Stated goal:
Extract the final stretch of the data: the line that contains "pin: the spoon handle" and every line after it, unaltered, and no other lines.
begin Supplied material
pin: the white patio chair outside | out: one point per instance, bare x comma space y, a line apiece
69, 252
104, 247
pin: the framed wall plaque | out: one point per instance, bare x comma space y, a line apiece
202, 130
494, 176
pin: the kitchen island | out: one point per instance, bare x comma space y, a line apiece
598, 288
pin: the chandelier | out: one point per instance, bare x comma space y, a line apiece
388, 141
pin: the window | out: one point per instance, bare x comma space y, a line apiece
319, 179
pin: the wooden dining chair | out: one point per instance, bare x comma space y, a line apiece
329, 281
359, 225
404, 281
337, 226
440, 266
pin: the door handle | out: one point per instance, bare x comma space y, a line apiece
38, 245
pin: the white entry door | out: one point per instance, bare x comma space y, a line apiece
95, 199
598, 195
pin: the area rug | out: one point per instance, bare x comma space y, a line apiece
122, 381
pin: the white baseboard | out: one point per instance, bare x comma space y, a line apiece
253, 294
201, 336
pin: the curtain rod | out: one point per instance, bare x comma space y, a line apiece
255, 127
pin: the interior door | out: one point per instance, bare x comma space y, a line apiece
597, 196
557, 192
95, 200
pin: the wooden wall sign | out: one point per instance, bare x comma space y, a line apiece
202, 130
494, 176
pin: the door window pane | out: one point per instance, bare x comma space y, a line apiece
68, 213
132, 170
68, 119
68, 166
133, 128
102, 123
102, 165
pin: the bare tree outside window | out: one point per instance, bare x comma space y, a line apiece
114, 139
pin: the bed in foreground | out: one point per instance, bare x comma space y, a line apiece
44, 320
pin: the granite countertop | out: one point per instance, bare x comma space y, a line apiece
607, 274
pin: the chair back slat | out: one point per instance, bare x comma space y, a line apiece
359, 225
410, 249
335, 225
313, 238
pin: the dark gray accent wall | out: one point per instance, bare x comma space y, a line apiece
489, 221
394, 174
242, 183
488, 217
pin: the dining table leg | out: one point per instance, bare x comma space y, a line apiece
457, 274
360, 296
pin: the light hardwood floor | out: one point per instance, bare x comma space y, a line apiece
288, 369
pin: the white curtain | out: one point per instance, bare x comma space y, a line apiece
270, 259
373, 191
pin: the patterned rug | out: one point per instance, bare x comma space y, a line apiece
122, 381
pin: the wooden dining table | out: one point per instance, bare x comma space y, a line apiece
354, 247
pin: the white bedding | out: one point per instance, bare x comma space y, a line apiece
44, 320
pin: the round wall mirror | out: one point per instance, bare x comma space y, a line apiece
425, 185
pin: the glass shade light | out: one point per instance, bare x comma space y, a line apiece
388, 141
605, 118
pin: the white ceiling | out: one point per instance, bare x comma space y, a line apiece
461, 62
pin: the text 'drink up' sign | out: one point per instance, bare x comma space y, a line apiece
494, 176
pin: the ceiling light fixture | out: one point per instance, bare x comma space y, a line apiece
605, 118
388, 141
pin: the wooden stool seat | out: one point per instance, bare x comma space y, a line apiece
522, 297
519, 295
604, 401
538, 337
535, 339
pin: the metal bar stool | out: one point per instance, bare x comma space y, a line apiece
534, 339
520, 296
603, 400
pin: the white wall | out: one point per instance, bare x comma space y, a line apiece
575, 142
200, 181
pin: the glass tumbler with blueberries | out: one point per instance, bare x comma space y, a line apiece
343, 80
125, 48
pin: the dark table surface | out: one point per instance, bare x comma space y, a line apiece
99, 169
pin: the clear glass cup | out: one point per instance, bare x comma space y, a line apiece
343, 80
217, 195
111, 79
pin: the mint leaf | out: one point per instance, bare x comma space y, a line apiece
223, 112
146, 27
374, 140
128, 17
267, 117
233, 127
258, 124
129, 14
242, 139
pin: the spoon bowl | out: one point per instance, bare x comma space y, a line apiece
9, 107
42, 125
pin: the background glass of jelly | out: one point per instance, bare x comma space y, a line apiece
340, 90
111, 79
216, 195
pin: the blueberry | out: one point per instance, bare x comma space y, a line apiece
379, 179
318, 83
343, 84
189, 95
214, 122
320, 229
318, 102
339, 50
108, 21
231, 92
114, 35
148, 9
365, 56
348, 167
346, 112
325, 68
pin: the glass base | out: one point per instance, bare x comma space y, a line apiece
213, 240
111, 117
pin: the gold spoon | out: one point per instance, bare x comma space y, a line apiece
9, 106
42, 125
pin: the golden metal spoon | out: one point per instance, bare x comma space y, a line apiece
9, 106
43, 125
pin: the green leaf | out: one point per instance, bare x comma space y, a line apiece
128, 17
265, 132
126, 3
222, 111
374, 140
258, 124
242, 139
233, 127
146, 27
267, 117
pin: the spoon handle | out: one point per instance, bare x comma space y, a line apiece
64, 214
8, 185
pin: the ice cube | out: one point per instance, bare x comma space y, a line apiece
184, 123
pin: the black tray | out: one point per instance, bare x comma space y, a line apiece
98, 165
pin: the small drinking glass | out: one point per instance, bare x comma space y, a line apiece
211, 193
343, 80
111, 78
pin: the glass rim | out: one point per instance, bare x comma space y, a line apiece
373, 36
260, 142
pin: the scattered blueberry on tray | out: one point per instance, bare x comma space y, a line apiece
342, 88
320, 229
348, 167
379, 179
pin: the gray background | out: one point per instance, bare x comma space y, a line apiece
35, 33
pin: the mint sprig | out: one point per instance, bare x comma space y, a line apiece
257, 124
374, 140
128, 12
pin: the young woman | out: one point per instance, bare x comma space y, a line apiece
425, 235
end Supplied material
The output:
pin: the spoon handle | out: one point per instance, bare x comma space y, a line apiece
64, 214
8, 185
pin: the ice cube | out: one point per instance, bare x comma space y, a line apiece
184, 123
pin: the black tray | out: one point per instance, bare x comma space y, a line apiece
98, 165
pin: the small drinking glass | out: one point per instance, bare x comma space y, a line apiece
211, 193
343, 80
111, 78
pin: the glass rim | out: one point per instance, bare x comma space y, a line apiece
373, 36
260, 142
pin: the scattered blueberry on tray | out: one point per instance, bare x comma space y, a line apiece
342, 88
320, 229
348, 167
379, 179
pin: the gray background | out: one point per instance, bare x comma space y, a line apiece
35, 33
pin: the mint sprig | out: one point per instance, bare x comma space y, a line apiece
257, 124
374, 140
128, 12
pin: the young woman | out: one point per instance, bare x comma space y, a line apiece
425, 235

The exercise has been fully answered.